### GIVEN EXERCISE
Reproduce the part of the data that opens with its first line and closes with the line containing "283 193 L 287", both ends included. Shift every coordinate in the answers up by 4 and copy every other line as it stands.

### DATA ROWS
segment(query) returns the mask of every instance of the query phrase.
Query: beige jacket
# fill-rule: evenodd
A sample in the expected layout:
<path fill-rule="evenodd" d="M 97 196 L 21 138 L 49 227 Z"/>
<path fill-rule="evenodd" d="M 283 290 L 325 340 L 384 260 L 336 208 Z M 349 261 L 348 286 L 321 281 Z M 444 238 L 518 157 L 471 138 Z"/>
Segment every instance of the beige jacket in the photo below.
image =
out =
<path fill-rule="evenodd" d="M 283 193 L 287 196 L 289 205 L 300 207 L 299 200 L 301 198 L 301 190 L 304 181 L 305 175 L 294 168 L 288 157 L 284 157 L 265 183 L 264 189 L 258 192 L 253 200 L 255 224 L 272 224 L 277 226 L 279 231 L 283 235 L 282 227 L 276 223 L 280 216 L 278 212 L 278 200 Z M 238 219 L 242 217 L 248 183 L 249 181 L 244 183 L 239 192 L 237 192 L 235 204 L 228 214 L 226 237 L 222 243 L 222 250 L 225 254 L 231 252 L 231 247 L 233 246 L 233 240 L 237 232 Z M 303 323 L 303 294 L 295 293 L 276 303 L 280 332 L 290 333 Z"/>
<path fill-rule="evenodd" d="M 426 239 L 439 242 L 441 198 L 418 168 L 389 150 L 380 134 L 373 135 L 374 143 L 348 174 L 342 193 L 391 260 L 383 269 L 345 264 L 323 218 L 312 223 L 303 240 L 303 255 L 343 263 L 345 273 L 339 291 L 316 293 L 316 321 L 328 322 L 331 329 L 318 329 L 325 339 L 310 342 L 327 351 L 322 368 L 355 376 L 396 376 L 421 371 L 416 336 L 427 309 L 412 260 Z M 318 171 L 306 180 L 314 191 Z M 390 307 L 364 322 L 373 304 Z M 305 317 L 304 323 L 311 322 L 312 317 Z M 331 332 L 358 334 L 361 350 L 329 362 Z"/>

### WRITTEN SOLUTION
segment(query) returns the mask of every instance of the query phrase.
Query: beige jacket
# fill-rule: evenodd
A sample in the expected layout:
<path fill-rule="evenodd" d="M 97 196 L 21 138 L 49 227 Z"/>
<path fill-rule="evenodd" d="M 283 290 L 325 340 L 384 260 L 336 208 Z M 349 261 L 348 286 L 321 281 Z M 444 238 L 518 157 L 471 138 Z"/>
Segment every instance of the beige jacket in the photo below.
image =
out =
<path fill-rule="evenodd" d="M 287 197 L 291 200 L 293 209 L 304 211 L 303 204 L 305 202 L 305 194 L 308 185 L 309 179 L 298 172 L 292 161 L 288 161 L 269 187 L 268 193 L 262 196 L 257 204 L 259 228 L 276 228 L 281 230 L 283 235 L 287 239 L 286 231 L 280 227 L 284 220 L 282 216 L 282 204 Z M 242 223 L 246 221 L 252 187 L 253 185 L 248 187 L 243 196 L 241 196 L 239 208 L 232 218 L 230 241 L 226 247 L 226 254 L 229 258 L 235 256 L 235 251 L 237 250 L 237 244 L 241 236 Z M 307 327 L 307 298 L 299 297 L 280 307 L 284 336 L 294 337 Z"/>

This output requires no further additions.